Write out the lines below without any change, but leave the pictures out.

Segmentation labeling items

○ ○ ○

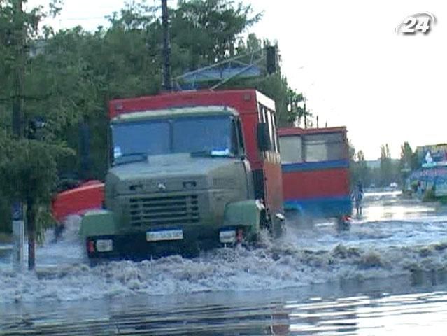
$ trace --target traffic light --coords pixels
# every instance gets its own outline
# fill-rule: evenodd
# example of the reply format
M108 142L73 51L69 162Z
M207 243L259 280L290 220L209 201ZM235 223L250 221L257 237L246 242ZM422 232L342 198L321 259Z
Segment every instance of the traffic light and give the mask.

○ ○ ○

▸ Written response:
$ trace --target traffic light --coords pixels
# every instance gets its own outline
# fill-rule: evenodd
# example of the reply format
M108 142L73 51L69 162Z
M207 243L259 280L290 220L209 201ZM235 223L250 221L257 237L246 242ZM422 232L342 198L321 259Z
Segment every instance of the traffic light and give the mask.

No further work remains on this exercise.